_THINGS TO DO_.
**1)** Answer these questions using the text on social and environmental factors in stammering:
(a) Do parents and families cause a child to stammer, according to the text?
(b) What two things does the text say do not go well together?
(c) Character is probably a mixture of which two things?
**2)** From the text on social and environmental factors in stammering, extract the passage between "Genetics or inheritance" and "are brought up.", inclusive.
━━ DOCUMENT TEXT ━━
Social and Environmental Factors

Throughout this website we emphasise that parents and families do not cause a child to stammer.  However a child’s environment is important as there are lots of things you can do to help.

Daily lifestyles, events, experiences, attitudes, and behaviours that occur at home and school do have an impact on all children in all sorts of ways, and for children who stammer this will include their fluency.

Most families’ daily lives are busy and demanding. There is so much to organize and to remember: full schedules of activities, clothes to find, mealtimes, bedtimes, appointments, school timetables, homework and social lives! There are constant demands and pressures, fun times and conflicts, anxieties and health worries – all normal parts of everyday life.

Some children who stammer may find it difficult to keep up the same pace, or keep trying to get in ahead of others.

However, the fact is that stammering and a fast pace do not go well together.

As adults, our task is to notice and understand the usual pace of life in the child’s environment and decide what can’t be changed and then try, where possible, to adjust those aspects which can be sensibly controlled or modified.


  • If everyone talks at once and at a rapid rate, the child may try to match it

  • If everyone uses very complicated language, the child may try to copy

  • If certain situations are demanding, the child may feel pressured

None of these is easy when you are also stammering.

The view that the environment plays an important role in a child’s stammering is supported by valuable clinical evidence which shows that helping families to notice what they are already doing that helps their child to be more fluent and doing more of this – can be really helpful for their stammering. Small changes can make a big difference to supporting the child’s fluency

      Psychological Factor

                      Genetics or inheritance

Here we are talking about the characteristics that the person is born with. Sometimes we read about “nature versus nurture”, the crossing point between what is inherited and the environment within which we are brought up.

For example, it can sometimes be quite easy to guess where eye colour or height came from with our own parents and grandparents. It is not so easy to explain personality traits, although you do hear people saying “stubborn, just like his grandad”! Character is probably a mixture of both “nature” and “nurture”.
━━━
━━ PROVIDED DATA ━━
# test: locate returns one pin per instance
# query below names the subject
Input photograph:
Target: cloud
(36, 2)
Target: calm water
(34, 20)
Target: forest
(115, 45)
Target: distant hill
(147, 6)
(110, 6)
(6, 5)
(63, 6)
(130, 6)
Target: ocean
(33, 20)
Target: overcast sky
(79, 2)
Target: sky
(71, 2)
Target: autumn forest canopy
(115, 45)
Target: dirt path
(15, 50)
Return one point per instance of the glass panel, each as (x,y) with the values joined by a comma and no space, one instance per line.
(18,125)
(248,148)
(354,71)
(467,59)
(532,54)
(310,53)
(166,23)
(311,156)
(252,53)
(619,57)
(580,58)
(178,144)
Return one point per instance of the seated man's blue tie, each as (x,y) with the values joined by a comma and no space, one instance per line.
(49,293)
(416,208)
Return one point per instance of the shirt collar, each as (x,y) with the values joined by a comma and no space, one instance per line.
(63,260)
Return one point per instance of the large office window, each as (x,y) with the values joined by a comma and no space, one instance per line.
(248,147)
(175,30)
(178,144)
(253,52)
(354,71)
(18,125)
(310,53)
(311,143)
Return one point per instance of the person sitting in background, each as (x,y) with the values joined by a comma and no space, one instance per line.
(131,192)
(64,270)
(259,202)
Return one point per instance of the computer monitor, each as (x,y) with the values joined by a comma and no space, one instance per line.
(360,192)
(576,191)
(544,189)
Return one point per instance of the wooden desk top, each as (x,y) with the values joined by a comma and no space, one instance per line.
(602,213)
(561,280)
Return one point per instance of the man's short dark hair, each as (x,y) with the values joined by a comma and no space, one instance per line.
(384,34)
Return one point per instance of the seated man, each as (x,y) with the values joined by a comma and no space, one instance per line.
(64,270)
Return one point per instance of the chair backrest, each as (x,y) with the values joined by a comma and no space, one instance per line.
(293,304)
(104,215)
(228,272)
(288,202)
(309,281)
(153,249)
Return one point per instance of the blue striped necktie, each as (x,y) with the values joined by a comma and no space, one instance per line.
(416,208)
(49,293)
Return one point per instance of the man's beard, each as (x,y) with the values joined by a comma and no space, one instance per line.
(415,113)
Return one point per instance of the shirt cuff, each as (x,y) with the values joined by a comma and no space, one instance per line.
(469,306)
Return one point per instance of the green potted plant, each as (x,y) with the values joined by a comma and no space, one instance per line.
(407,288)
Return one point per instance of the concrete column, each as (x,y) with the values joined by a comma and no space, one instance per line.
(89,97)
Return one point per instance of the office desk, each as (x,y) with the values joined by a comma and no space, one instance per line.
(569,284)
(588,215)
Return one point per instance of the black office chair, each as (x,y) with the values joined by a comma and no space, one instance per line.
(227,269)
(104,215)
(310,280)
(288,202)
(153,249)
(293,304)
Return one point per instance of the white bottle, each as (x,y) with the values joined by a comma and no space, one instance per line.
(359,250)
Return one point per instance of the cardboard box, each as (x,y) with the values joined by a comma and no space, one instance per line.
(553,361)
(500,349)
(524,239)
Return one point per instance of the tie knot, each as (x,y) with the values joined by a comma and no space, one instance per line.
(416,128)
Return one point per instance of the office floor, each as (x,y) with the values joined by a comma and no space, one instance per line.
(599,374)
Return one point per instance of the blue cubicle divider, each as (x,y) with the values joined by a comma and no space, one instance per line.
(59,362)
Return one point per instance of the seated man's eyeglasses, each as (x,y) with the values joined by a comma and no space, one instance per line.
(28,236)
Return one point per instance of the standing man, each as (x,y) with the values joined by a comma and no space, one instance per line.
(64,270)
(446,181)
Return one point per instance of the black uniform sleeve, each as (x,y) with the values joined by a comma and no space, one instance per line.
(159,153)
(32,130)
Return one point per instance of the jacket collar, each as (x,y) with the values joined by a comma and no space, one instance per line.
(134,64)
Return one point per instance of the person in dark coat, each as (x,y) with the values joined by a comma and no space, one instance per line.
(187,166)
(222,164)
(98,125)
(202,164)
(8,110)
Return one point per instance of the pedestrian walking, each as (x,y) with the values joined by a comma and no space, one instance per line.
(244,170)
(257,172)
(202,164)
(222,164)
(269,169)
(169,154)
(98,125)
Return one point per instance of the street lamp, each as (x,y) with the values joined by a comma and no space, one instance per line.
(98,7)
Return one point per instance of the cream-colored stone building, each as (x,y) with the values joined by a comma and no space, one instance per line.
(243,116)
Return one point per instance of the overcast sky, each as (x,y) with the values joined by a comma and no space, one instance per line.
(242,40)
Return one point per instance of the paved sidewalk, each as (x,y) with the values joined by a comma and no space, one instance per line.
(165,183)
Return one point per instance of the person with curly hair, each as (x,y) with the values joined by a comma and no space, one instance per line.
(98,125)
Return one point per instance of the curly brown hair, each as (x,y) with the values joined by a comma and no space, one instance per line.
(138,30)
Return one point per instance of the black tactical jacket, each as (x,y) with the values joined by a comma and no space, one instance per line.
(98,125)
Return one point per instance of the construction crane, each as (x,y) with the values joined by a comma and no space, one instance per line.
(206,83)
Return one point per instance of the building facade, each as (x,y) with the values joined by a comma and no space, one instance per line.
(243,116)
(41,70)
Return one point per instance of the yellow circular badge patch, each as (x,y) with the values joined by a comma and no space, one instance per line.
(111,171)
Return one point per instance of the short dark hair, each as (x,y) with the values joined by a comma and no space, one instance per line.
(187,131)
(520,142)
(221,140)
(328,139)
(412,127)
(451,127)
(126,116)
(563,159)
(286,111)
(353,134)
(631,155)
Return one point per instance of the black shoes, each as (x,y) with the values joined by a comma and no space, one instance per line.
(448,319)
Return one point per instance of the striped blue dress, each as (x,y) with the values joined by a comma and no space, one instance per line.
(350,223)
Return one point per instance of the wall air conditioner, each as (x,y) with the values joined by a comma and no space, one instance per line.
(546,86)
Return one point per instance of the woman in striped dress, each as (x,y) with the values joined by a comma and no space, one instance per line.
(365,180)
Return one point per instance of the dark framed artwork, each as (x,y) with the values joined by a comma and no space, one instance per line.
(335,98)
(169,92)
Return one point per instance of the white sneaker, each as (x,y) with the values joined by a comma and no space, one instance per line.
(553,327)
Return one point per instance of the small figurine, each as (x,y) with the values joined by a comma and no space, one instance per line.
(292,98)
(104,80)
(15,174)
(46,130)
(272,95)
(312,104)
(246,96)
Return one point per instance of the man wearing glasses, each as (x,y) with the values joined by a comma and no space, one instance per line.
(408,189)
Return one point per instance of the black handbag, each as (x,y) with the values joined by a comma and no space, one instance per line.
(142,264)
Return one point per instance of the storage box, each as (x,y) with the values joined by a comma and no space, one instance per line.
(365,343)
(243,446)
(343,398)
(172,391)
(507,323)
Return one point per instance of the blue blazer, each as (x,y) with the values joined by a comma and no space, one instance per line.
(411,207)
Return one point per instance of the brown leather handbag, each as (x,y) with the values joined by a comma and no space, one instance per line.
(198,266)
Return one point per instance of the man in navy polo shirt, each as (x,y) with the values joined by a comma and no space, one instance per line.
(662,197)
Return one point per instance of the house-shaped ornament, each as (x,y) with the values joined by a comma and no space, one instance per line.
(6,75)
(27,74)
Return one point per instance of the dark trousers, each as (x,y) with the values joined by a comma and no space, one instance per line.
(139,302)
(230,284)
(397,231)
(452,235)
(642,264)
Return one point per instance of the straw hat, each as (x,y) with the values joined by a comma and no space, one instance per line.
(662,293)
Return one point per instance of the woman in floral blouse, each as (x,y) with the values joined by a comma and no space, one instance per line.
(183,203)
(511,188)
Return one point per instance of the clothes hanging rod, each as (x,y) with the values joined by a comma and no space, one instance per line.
━━━
_EXPECTED OUTPUTS_.
**1)**
(a) No. Parents and families do not cause a child to stammer.
(b) Stammering and a fast pace.
(c) "Nature" and "nurture".

**2)**
Genetics or inheritance

Here we are talking about the characteristics that the person is born with. Sometimes we read about “nature versus nurture”, the crossing point between what is inherited and the environment within which we are brought up.